▶ [CONSEGNA 1]
Nel testo sul riscaldamento a pavimento, qual è la temperatura massima a cui il film di nanofibre di carbonio potrebbe portare l'ambiente circostante?
▶ [CONSEGNA 2]
Prosegui il testo sul riscaldamento a pavimento, riprendendo subito dopo l'ultima frase riportata.

▶ [ESTRATTO]
———
Il riscaldamento a pavimento è una delle nuove soluzioni per ottenere una temperatura confortevole negli edifici: i sistemi basati sulla circolazione di acqua calda in tubature posate sotto la pavimentazione forniscono calore con un’efficienza superiore rispetto a quelli che riscaldano l’aria. Gli scienziati coreani Young-Suk Shu e Tae-Sung Oh, inoltre, hanno ideato dei miglioramenti che rendono questi sistemi meno complessi e costosi, dopo aver osservato la decomposizione di materiale vegetale nel terreno a contatto con le radici delle piante. Le formiche e le termiti trasportano circa il 15% del materiale al secondo strato del suolo, dove la decomposizione è facilitata dai funghi di cui si nutrono questi insetti e dall’areazione portata dall’attività dei lombrichi. Il calore generato dalla decomposizione riscalda il suolo intorno alle radici della pianta, potenziando l’osmosi con le foglie e quindi favorendo la crescita e migliorando il sapore dei frutti. Gli scienziati coreani hanno creato un sottile film di nanofibre di carbonio da posizionare sotto il parquet o un tappeto, che potrebbe portare l’ambiente circostante fino a 36,5 °C con il solo ausilio di un congegno a energia solare da 12 volt. Inizialmente questo sistema era stato testato in Giappone e in Corea per tenere al caldo le radici delle piante all’interno delle serre, permettendo un risparmio di energia pari al 70%; ora inizia a essere applicato anche per il riscaldamento delle case.
Questa innovazione, pur essendo solo un miglioramento di tecnologie già esistenti, potrebbe essere applicata alle pavimentazioni tessili modulari ed ecologiche prodotte, per esempio, dalla Interface Global. I modelli più avanzati sono composti di un reticolo di fibre di carbonio intessute su una base di gomma o pvc: ogni modulo del tappeto è collegato agli altri elettricamente grazie alle fibre di carbonio, che misurano pochi micron, e potrebbe ricevere energia da celle solari a film sottile dye-sensitized20 applicate alle finestre in modo da generare una temperatura ideale per camminare a piedi scalzi. Il riscaldamento prodotto dalla corrente così generata risolverebbe anche il problema degli acari: da una parte, la radiazione UV (che le celle lascerebbero passare dai vetri) ucciderebbe i parassiti; dall’altra, la temperatura sviluppata dal tappeto stesso sarebbe sufficiente a essiccare e rendere meno nutriente qualsiasi briciola o scarto dovesse cadere a terra, aiutando a tenere sotto controllo la loro proliferazione.
———
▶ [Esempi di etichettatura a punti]
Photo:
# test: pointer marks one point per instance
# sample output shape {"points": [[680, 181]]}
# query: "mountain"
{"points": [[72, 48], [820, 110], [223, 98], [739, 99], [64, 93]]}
———
▶ [RISPOSTA CORRETTA 1]
Fino a 36,5 °C.

▶ [RISPOSTA CORRETTA 2]
Il punto di vista degli insetti sull’umidità. Le termiti sono una specie contadina: hanno perfezionato un metodo per trasportare le biomasse a un livello più profondo del suolo per coltivarvi i funghi. Nell’arco dei millenni hanno imparato quanto sia importante un controllo rigoroso delle condizioni ambientali: i funghi non proliferano se non a certi precisi livelli di temperatura e umidità, anche se hanno a disposizione un terreno ideale. Così i nidi delle termiti presentano sempre una temperatura di 27 °C e un’umidità costante al 61%: ovunque vivano, in qualsiasi clima si trovino, hanno imparato a controllare la circolazione dell’aria costruendo gallerie e camini. Da Dallas a Dacca, da Oslo a Osaka, indifferenti alle condizioni meteorologiche esterne, le termiti riescono a creare una propria infrastruttura per regolare le correnti, mantenendo un flusso e una qualità dell’aria costanti: cambiano semplicemente il colore, la larghezza, la lunghezza o l’altezza delle gallerie e dei camini nel nido.
I camini scaldano l’aria, che sale e fuoriesce dal termitaio creando un vuoto al suo interno. L’aria proveniente dall’esterno viene incanalata nelle piccole gallerie sotterranee: se è calda e umida si raffredda e rilascia umidità; se è fredda e secca, si scalda e assorbe umidità. È tutto basato sulla fisica elementare che abbiamo imparato a scuola. Le termiti sanno esattamente quanto alti devono essere i camini e quanto lunghi e profondi devono essere i tunnel sotterranei per mantenere sempre una certa temperatura e umidità, indipendentemente dalle condizioni esterne: hanno impiegato milioni di anni per riuscirci senza termostati, energia o pompe. Gli esseri umani hanno iniziato a regolare la temperatura nelle proprie dimore da molto meno tempo e, visto che abbiamo molta meno esperienza, abbiamo appena iniziato a prendere in considerazione i modelli matematici necessari a costruire edifici dotati di un flusso d’aria costante e piacevole. Non avendo l’istinto delle termiti, purtroppo, ci siamo affidati all’elettricità e ai combustibili fossili trascurando le leggi della fisica, che ci offrono una meravigliosa affidabilità. Quasi tutte le nostre invenzioni richiedono parti mobili, che nel mondo reale sono destinate a rompersi, prima o poi. Le termiti invece hanno progettato una soluzione duratura, priva di parti in movimento: è una soluzione che possiamo adottare anche noi.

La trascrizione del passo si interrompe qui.